#### [Task description]
What is needed is a faithful transcription of all the data below, pictures excluded.

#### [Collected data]
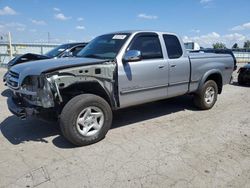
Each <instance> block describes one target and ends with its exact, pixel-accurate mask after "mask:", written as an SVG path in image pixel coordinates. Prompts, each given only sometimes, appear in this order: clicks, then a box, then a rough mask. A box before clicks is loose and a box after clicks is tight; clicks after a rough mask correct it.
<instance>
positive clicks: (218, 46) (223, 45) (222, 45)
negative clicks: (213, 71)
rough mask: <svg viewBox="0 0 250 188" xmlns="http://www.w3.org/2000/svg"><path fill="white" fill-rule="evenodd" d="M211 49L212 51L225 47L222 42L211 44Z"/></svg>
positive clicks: (222, 48)
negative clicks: (212, 50)
mask: <svg viewBox="0 0 250 188" xmlns="http://www.w3.org/2000/svg"><path fill="white" fill-rule="evenodd" d="M213 48H214V49H225V48H226V45H225V44H224V43H222V42H217V43H215V44H213Z"/></svg>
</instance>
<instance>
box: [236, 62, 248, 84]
mask: <svg viewBox="0 0 250 188" xmlns="http://www.w3.org/2000/svg"><path fill="white" fill-rule="evenodd" d="M238 73H239V74H238V83H239V85H245V84H250V62H249V63H248V64H247V65H245V66H243V67H241V68H240V69H239V71H238Z"/></svg>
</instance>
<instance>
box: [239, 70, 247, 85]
mask: <svg viewBox="0 0 250 188" xmlns="http://www.w3.org/2000/svg"><path fill="white" fill-rule="evenodd" d="M238 84H239V85H244V84H245V83H244V81H243V75H242V73H241V72H240V73H239V75H238Z"/></svg>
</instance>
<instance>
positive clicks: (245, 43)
mask: <svg viewBox="0 0 250 188" xmlns="http://www.w3.org/2000/svg"><path fill="white" fill-rule="evenodd" d="M243 48H250V40H247V41H246V42H244V46H243Z"/></svg>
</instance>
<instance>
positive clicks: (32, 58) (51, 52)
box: [3, 43, 87, 82]
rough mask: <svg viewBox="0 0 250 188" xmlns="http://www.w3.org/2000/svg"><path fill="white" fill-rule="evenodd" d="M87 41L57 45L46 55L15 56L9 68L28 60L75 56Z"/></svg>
mask: <svg viewBox="0 0 250 188" xmlns="http://www.w3.org/2000/svg"><path fill="white" fill-rule="evenodd" d="M86 45H87V43H67V44H62V45H59V46H57V47H56V48H54V49H52V50H50V51H49V52H47V53H46V54H44V55H40V54H33V53H27V54H23V55H20V56H17V57H15V58H13V59H12V60H11V61H9V62H8V64H7V68H8V70H9V69H10V68H11V67H12V66H14V65H17V64H20V63H25V62H28V61H36V60H43V59H52V58H62V57H74V56H76V54H77V53H78V52H80V51H81V50H82V49H83V48H84V47H85V46H86ZM6 75H7V73H6V74H5V75H4V77H3V81H4V82H5V80H6Z"/></svg>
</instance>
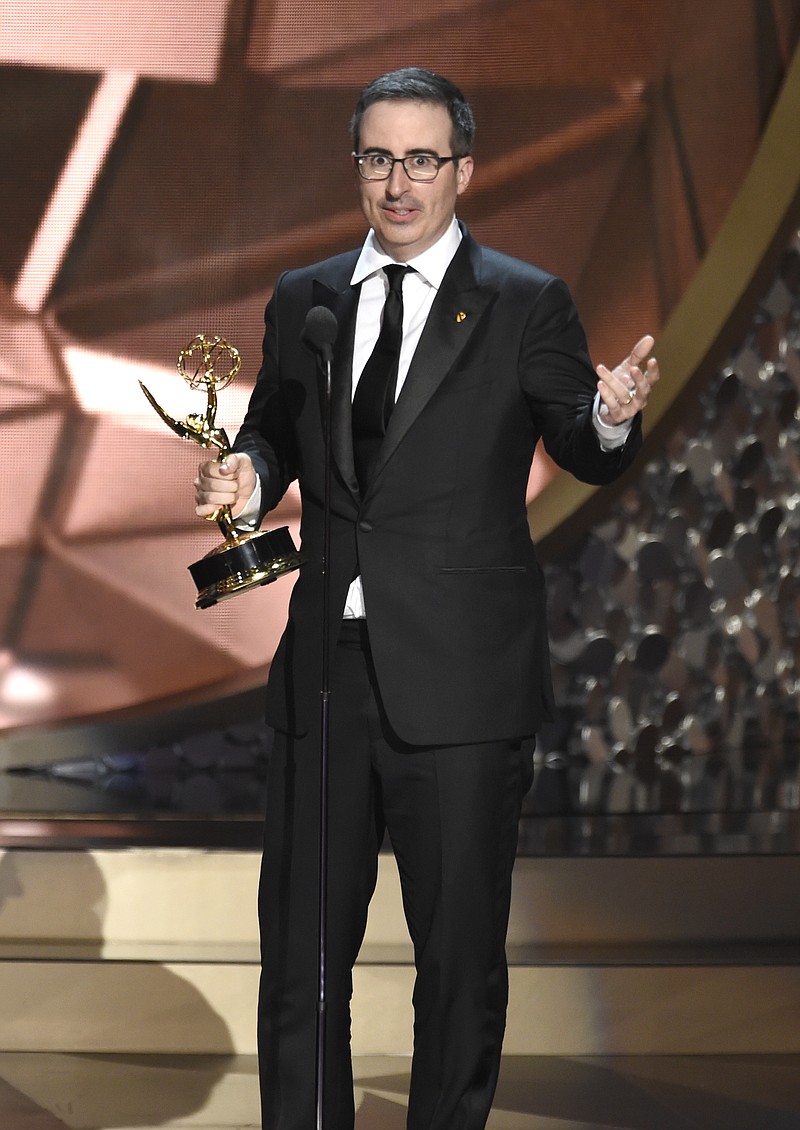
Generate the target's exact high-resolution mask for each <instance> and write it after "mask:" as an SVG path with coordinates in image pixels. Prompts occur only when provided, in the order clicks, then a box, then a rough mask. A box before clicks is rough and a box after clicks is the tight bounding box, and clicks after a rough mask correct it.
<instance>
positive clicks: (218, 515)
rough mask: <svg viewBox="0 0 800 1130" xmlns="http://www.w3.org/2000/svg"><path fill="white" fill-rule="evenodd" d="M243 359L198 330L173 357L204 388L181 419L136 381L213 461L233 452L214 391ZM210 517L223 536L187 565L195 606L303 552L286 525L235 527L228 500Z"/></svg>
mask: <svg viewBox="0 0 800 1130" xmlns="http://www.w3.org/2000/svg"><path fill="white" fill-rule="evenodd" d="M241 364H242V360H241V357H240V355H238V350H237V349H236V348H235V347H234V346H232V345H229V344H228V342H227V341H226V340H225V338H220V337H208V336H206V334H203V333H199V334H198V336H197V337H194V338H192V340H191V341H190V342H189V345H188V346H186V347H185V349H182V350H181V353H180V355H179V358H177V370H179V372H180V374H181V376H182V377H183V380H184V381H185V382H186V384H188V385H189V386H190V389H193V390H199V389H205V390H206V396H207V407H206V412H205V414H202V412H190V414H189V415H188V416H186V418H185V420H176V419H173V418H172V416H169V415H168V414H167V412H165V411H164V409H163V408H162V407H160V405H159V403H158V402H157V401H156V399H155V397H154V396H153V394H151V393H150V391H149V390H148V389H147V388H146V386H145V385H144V384H142V383H141V381H140V382H139V384H140V386H141V391H142V392H144V393H145V396H146V397H147V399H148V400H149V402H150V405H151V406H153V408H154V409H155V410H156V411H157V412H158V415H159V416H160V418H162V419H163V420H164V423H165V424H166V425H167V427H169V428H172V431H173V432H174V433H175V435H179V436H180V437H181V438H182V440H191V441H192V442H193V443H198V444H200V446H201V447H211V449H216V450H217V452H218V455H217V462H219V463H221V462H224V461H225V459H226V458H227V455H228V454H229V453H231V442H229V440H228V437H227V435H226V434H225V429H224V428H220V427H217V426H216V415H217V392H218V391H219V390H220V389H224V388H225V386H226V385H228V384H229V383H231V381H233V379H234V377H235V376H236V374H237V373H238V370H240V366H241ZM208 521H210V522H216V523H217V525H218V527H219V529H220V531H221V532H223V536H224V538H225V540H224V541H223V544H221V545H219V546H216V547H215V548H214V549H211V550H210V551H209V553H208V554H206V556H205V557H201V558H200V560H198V562H194V564H193V565H190V566H189V572H190V573H191V575H192V580H193V581H194V584H195V586H197V590H198V598H197V601H195V607H197V608H210V607H211V606H212V605H216V603H218V602H219V601H220V600H227V599H228V597H235V596H237V594H238V593H240V592H246V591H247V590H249V589H254V588H256V586H258V585H262V584H269V583H270V581H276V580H277V579H278V577H279V576H282V575H284V574H285V573H292V572H293V571H294V570H296V568H298V567H299V564H301V556H299V553H298V551H297V549H296V548H295V545H294V541H293V540H292V534H290V533H289V529H288V527H286V525H282V527H280V529H278V530H271V531H270V530H259V531H255V532H253V533H242V532H240V531H237V530H236V525H235V522H234V519H233V516H232V514H231V507H229V506H220V507H219V510H217V511H215V512H214V514H209V515H208Z"/></svg>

#### [The completed task]
Each <instance> block describes one target and ends with its exact, pixel-accurate mask after "mask:", written as an SVG path in image pixel coordinates. Prompts, each given only sometimes, appear in this order: clicks, then a box, then a rough mask. A box before clicks is loose and a box after clicks is tight; clicks after a rough mask correct it.
<instance>
positive clicks: (218, 46) (223, 45) (222, 45)
negative clicks: (213, 71)
rough mask: <svg viewBox="0 0 250 188" xmlns="http://www.w3.org/2000/svg"><path fill="white" fill-rule="evenodd" d="M211 49L212 51L225 47L222 42L211 44Z"/></svg>
positive clicks: (222, 48)
negative clicks: (212, 50)
mask: <svg viewBox="0 0 250 188" xmlns="http://www.w3.org/2000/svg"><path fill="white" fill-rule="evenodd" d="M213 48H214V49H225V48H226V45H225V44H224V43H222V42H217V43H215V44H213Z"/></svg>
</instance>
<instance>
box: [236, 62, 248, 84]
mask: <svg viewBox="0 0 250 188" xmlns="http://www.w3.org/2000/svg"><path fill="white" fill-rule="evenodd" d="M238 73H239V74H238V83H239V85H245V84H250V62H249V63H248V64H247V65H245V66H243V67H241V68H240V69H239V71H238Z"/></svg>
</instance>
<instance>
box: [239, 70, 247, 85]
mask: <svg viewBox="0 0 250 188" xmlns="http://www.w3.org/2000/svg"><path fill="white" fill-rule="evenodd" d="M238 84H239V85H244V84H245V83H244V81H243V75H242V73H241V72H240V73H239V75H238Z"/></svg>
</instance>
<instance>
positive clicks: (245, 43)
mask: <svg viewBox="0 0 250 188" xmlns="http://www.w3.org/2000/svg"><path fill="white" fill-rule="evenodd" d="M243 48H250V40H247V41H246V42H244V46H243Z"/></svg>
</instance>
<instance>
positive clicks: (32, 58) (51, 52)
box: [3, 43, 87, 82]
rough mask: <svg viewBox="0 0 250 188" xmlns="http://www.w3.org/2000/svg"><path fill="white" fill-rule="evenodd" d="M87 41L57 45L46 55L15 56L9 68L28 60L75 56Z"/></svg>
mask: <svg viewBox="0 0 250 188" xmlns="http://www.w3.org/2000/svg"><path fill="white" fill-rule="evenodd" d="M86 45H87V43H67V44H62V45H59V46H57V47H56V48H54V49H52V50H50V51H49V52H47V53H46V54H44V55H40V54H33V53H27V54H23V55H20V56H17V57H15V58H13V59H12V60H11V61H9V62H8V64H7V68H8V70H9V69H10V68H11V67H12V66H14V65H17V64H20V63H25V62H28V61H36V60H43V59H52V58H62V57H74V56H76V54H77V53H78V52H80V51H81V50H82V49H83V48H84V47H85V46H86ZM6 75H7V73H6V74H5V75H4V77H3V81H4V82H5V80H6Z"/></svg>
</instance>
Generate the target's exact high-resolution mask for each <instance> and write it after "mask:" as an SVG path with coordinates in image pixels. Prompts occur only when provided, in the order clicks, then a box, then a rough mask. A box before clicks is rough and a box after clicks is the tight bounding box, and clicks after a rough mask correct it.
<instance>
positive clicks: (218, 515)
rough mask: <svg viewBox="0 0 800 1130" xmlns="http://www.w3.org/2000/svg"><path fill="white" fill-rule="evenodd" d="M243 359L198 330L173 357L204 388L181 419L136 381L213 461L233 452L214 391ZM210 517L223 536L187 565L195 606L303 552L286 525L235 527L228 500Z"/></svg>
mask: <svg viewBox="0 0 800 1130" xmlns="http://www.w3.org/2000/svg"><path fill="white" fill-rule="evenodd" d="M241 364H242V360H241V357H240V355H238V350H237V349H236V348H235V347H234V346H232V345H229V344H228V342H227V341H226V340H225V338H220V337H208V336H206V334H203V333H199V334H198V336H197V337H194V338H192V340H191V341H190V342H189V345H188V346H186V347H185V349H182V350H181V353H180V355H179V358H177V370H179V372H180V374H181V376H182V377H183V380H184V381H185V382H186V384H188V385H189V386H190V389H193V390H199V389H205V390H206V396H207V407H206V412H205V414H202V412H190V414H189V415H188V416H186V418H185V420H176V419H173V418H172V416H169V415H168V414H167V412H165V411H164V409H163V408H162V407H160V405H159V403H158V402H157V401H156V399H155V397H154V396H153V394H151V393H150V391H149V390H148V389H147V388H146V386H145V385H144V384H142V383H141V381H140V382H139V384H140V386H141V391H142V392H144V393H145V396H146V397H147V399H148V400H149V402H150V405H151V406H153V408H154V409H155V410H156V411H157V412H158V415H159V416H160V418H162V419H163V420H164V423H165V424H166V425H167V427H169V428H172V431H173V432H174V433H175V435H179V436H180V437H181V438H182V440H191V441H192V442H193V443H198V444H200V446H201V447H211V449H216V450H217V452H218V455H217V462H219V463H221V462H224V461H225V459H226V458H227V455H228V454H229V453H231V442H229V440H228V437H227V435H226V434H225V429H224V428H220V427H217V426H216V415H217V392H218V391H219V390H220V389H224V388H225V386H226V385H228V384H229V383H231V381H233V379H234V377H235V376H236V374H237V373H238V370H240V366H241ZM208 521H210V522H216V523H217V525H218V527H219V529H220V531H221V532H223V536H224V538H225V540H224V541H223V544H221V545H219V546H216V547H215V548H214V549H211V550H210V551H209V553H208V554H206V556H205V557H201V558H200V560H198V562H194V564H193V565H190V566H189V572H190V573H191V575H192V580H193V581H194V584H195V586H197V590H198V598H197V601H195V607H197V608H210V607H211V606H212V605H216V603H218V602H219V601H220V600H227V599H228V597H235V596H237V594H238V593H240V592H246V591H247V590H249V589H254V588H256V586H258V585H262V584H269V583H270V581H276V580H277V579H278V577H279V576H282V575H284V574H285V573H292V572H293V571H294V570H296V568H298V567H299V564H301V556H299V553H298V551H297V549H296V548H295V545H294V541H293V540H292V534H290V533H289V529H288V527H286V525H282V527H280V529H278V530H271V531H270V530H259V531H255V532H253V533H242V532H240V531H237V530H236V525H235V522H234V519H233V516H232V514H231V507H229V506H220V507H219V510H217V511H215V512H214V514H209V515H208Z"/></svg>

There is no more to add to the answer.